### TASK REQUIREMENTS
Rewrite the material from its beginning through the line containing "0L79 82L301 39L320", changing "rough mask" to "coarse mask" and keeping everything else the same. Omit the pictures.

*** DATA FOR THIS EXERCISE Section Begins ***

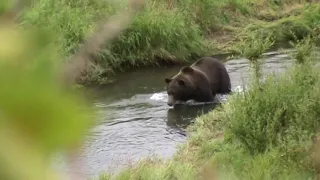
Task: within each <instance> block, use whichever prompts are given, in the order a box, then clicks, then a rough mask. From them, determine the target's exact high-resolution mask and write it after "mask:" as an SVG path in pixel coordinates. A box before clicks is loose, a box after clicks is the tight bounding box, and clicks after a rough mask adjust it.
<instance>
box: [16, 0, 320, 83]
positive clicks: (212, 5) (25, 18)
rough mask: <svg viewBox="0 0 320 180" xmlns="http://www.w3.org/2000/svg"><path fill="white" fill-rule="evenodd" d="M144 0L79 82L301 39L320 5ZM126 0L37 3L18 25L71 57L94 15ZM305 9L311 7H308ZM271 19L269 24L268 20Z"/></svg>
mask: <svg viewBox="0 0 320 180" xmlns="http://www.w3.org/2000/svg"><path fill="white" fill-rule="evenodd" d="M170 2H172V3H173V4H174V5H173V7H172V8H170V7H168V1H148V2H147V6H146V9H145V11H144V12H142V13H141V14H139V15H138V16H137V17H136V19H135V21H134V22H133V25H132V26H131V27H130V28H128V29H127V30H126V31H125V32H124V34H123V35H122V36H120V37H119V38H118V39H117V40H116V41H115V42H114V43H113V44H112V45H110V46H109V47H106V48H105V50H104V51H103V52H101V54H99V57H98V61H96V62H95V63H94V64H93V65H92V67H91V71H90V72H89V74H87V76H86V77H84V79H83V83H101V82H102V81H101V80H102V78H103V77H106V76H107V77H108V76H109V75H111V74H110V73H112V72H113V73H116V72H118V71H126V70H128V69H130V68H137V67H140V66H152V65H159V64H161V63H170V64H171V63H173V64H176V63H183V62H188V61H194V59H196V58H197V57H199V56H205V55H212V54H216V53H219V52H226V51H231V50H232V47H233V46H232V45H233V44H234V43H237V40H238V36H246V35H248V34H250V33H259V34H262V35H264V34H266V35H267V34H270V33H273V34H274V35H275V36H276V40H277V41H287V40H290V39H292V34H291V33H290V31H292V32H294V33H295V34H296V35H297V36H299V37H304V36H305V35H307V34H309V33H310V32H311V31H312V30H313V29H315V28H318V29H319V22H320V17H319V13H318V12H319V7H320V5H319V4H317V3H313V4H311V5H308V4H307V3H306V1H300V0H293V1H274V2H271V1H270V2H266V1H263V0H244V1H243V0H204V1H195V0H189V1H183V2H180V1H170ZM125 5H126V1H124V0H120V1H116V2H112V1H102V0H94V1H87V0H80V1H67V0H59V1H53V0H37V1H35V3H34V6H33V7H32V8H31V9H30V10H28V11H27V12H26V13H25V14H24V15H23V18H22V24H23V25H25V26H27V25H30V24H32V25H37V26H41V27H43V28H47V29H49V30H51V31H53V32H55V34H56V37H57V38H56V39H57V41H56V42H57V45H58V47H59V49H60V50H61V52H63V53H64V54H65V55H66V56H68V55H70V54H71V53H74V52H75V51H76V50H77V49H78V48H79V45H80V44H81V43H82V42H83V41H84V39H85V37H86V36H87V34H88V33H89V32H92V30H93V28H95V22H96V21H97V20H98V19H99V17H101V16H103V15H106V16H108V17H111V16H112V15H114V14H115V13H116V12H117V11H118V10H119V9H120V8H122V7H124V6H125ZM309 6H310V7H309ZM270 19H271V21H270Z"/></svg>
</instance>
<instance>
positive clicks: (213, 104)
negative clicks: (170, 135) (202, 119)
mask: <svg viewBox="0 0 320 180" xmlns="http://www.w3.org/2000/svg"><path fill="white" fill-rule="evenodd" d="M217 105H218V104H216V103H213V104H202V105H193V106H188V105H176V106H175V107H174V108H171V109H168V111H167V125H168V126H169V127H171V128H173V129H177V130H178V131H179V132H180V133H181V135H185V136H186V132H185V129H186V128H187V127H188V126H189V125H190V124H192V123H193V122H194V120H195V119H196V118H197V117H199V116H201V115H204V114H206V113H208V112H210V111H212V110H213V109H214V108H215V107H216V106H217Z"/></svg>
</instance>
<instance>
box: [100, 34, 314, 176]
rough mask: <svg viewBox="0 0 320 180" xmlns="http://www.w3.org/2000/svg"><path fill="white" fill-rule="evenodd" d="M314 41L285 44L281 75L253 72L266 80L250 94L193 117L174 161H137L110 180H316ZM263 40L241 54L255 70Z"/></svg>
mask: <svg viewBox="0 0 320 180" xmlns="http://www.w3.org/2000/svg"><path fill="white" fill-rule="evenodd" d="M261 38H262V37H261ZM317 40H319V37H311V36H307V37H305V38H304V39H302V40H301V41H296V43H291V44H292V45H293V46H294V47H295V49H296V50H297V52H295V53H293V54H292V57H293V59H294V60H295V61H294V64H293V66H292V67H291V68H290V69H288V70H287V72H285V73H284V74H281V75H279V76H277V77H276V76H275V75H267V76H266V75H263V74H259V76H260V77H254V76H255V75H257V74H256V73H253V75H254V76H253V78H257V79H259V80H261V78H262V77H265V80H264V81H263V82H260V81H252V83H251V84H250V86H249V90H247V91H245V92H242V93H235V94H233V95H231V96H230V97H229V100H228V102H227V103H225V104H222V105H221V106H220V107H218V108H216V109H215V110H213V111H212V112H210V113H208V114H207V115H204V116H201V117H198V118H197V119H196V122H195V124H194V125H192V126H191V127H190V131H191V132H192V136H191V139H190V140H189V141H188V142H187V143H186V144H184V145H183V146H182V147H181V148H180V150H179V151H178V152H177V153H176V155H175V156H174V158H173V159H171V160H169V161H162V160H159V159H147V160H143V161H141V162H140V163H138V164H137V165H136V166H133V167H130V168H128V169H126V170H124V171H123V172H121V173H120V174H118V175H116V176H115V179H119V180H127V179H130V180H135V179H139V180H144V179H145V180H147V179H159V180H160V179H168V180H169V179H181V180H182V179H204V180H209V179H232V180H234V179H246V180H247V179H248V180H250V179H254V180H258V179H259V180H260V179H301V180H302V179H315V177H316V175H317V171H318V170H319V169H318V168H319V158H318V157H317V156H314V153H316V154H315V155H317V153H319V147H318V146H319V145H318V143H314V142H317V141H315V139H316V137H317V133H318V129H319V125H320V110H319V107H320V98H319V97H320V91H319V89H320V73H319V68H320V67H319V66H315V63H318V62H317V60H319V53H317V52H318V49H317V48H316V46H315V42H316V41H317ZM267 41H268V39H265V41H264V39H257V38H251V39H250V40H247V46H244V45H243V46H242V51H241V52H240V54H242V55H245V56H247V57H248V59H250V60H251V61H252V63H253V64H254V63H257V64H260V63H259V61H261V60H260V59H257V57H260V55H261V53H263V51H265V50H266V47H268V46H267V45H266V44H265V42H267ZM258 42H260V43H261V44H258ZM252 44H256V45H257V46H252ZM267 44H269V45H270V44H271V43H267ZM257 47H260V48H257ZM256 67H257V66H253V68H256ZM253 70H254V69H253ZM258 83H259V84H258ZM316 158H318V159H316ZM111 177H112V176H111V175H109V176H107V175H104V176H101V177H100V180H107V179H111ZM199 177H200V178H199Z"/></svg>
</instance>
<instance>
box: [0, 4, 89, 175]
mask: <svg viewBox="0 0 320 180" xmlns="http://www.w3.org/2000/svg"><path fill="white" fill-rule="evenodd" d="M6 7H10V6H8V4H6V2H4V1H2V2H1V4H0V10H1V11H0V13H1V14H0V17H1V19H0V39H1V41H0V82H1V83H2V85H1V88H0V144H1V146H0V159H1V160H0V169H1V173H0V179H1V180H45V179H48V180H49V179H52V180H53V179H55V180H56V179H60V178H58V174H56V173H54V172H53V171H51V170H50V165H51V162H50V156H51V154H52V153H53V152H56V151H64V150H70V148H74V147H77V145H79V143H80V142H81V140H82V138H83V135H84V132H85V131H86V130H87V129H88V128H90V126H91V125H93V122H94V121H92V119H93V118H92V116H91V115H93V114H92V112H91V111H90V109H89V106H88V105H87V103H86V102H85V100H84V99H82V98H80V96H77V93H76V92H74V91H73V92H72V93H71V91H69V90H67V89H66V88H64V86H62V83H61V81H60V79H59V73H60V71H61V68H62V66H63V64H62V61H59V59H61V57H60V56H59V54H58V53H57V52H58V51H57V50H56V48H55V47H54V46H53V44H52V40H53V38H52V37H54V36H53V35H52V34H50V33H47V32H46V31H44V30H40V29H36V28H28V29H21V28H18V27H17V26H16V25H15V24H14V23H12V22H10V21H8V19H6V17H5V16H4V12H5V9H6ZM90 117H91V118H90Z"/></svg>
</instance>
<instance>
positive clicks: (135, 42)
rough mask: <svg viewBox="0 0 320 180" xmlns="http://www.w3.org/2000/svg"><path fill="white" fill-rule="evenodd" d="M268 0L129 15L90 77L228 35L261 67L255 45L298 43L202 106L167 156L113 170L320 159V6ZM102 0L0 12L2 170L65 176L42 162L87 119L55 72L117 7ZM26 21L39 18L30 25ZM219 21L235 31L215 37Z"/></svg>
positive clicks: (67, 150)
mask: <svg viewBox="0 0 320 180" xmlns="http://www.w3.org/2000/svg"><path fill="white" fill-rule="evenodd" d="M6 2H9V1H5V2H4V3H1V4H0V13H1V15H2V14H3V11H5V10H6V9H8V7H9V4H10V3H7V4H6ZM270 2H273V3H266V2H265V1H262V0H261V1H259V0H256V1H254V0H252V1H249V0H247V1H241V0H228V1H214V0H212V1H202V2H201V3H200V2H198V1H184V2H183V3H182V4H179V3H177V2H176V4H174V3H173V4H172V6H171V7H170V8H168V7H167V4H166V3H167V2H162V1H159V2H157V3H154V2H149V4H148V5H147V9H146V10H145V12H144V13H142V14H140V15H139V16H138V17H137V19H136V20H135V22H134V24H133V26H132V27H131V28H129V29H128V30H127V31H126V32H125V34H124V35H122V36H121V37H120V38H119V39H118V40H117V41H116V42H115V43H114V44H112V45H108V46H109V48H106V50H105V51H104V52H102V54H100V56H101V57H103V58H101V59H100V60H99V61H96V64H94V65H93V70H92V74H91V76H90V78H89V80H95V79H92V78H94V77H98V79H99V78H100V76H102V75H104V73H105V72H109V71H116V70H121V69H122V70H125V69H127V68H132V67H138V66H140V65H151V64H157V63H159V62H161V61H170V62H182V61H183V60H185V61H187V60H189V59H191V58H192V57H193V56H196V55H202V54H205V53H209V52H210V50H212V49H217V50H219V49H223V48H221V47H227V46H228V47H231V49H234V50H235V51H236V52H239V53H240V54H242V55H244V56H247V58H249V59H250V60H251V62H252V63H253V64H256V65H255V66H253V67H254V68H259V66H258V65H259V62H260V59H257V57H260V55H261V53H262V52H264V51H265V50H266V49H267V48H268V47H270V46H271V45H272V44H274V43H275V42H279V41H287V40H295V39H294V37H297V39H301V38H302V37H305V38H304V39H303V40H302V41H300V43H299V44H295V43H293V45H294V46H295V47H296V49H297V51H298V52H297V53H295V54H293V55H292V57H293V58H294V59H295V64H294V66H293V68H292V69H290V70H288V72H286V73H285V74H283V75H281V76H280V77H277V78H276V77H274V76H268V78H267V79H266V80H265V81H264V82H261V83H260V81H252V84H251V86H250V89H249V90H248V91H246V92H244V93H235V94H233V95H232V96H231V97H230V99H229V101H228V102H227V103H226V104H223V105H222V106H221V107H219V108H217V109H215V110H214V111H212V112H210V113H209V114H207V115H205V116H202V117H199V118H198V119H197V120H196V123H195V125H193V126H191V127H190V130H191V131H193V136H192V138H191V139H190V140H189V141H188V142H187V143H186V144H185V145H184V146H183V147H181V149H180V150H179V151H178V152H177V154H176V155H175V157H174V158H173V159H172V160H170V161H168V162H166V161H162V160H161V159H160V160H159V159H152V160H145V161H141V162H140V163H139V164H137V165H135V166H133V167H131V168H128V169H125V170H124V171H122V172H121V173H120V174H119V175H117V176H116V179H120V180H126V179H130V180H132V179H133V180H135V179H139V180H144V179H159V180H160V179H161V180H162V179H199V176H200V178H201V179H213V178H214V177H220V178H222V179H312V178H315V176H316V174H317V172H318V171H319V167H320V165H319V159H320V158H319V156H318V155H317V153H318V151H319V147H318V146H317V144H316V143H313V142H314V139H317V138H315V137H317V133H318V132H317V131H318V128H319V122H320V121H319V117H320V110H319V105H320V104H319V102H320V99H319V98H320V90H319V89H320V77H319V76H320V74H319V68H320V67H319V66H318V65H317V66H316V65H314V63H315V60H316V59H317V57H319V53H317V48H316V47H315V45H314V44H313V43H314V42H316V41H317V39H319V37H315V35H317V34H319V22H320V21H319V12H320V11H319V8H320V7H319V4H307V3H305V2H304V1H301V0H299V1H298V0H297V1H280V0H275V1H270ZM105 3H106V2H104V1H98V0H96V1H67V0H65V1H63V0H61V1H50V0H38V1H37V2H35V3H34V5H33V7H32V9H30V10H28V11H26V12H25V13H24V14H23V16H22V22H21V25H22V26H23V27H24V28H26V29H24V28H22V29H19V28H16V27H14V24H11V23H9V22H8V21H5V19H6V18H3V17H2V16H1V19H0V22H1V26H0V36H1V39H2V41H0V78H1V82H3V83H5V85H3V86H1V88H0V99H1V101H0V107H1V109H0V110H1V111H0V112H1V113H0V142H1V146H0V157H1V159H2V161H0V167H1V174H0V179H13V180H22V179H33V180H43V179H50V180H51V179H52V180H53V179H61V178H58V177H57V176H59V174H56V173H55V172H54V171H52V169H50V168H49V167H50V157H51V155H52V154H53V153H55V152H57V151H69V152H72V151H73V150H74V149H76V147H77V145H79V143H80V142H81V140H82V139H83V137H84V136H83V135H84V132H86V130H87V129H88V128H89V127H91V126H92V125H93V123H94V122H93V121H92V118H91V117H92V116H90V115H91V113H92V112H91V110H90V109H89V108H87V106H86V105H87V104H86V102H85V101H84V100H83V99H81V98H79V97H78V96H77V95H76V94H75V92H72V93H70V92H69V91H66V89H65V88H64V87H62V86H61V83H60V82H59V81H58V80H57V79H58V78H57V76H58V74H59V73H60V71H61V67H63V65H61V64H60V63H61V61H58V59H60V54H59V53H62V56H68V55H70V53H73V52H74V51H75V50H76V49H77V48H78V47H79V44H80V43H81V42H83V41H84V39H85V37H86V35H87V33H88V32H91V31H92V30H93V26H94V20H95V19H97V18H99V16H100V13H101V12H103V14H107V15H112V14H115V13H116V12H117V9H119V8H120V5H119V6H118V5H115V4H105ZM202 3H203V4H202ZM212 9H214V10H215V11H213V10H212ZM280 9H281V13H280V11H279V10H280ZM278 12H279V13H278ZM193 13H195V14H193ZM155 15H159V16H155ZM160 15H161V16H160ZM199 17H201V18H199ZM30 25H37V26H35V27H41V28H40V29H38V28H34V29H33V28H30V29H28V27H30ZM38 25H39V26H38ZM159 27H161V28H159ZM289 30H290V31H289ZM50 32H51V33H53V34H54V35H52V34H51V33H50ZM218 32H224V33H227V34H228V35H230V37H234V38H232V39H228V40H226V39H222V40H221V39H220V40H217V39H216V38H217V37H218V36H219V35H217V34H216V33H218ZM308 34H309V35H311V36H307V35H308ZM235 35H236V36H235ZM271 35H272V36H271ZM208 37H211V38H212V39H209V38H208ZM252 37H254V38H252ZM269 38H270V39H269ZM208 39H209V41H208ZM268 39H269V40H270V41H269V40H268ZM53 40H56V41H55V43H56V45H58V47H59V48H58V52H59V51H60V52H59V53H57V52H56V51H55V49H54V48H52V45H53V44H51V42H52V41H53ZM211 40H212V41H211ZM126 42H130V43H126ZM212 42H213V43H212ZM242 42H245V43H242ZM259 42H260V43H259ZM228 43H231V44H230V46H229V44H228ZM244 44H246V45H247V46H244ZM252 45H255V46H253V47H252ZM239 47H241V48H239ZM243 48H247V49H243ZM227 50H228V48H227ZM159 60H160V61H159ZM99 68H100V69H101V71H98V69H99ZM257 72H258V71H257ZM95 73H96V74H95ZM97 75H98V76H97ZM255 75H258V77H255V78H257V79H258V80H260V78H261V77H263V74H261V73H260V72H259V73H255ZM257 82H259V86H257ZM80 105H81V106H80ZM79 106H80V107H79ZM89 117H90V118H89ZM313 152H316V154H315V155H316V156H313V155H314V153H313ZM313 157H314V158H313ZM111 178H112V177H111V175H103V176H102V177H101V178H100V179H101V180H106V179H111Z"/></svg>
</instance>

*** DATA FOR THIS EXERCISE Section Ends ***

### SOLUTION FOR THIS PROBLEM
Task: within each <instance> block, use whichever prompts are given, in the order a box, then clicks, then a coarse mask. From them, determine the target's exact high-resolution mask and write it after "mask:" as an SVG path in pixel coordinates. A box before clicks is loose, a box after clicks is the tight bounding box, and clicks after a coarse mask adjust it.
<instance>
box: [16, 0, 320, 83]
positive clicks: (212, 5) (25, 18)
coarse mask: <svg viewBox="0 0 320 180" xmlns="http://www.w3.org/2000/svg"><path fill="white" fill-rule="evenodd" d="M144 0L79 82L301 39L320 5ZM126 0L37 3L18 25L71 57L94 15ZM305 9L311 7H308ZM271 19L269 24L268 20Z"/></svg>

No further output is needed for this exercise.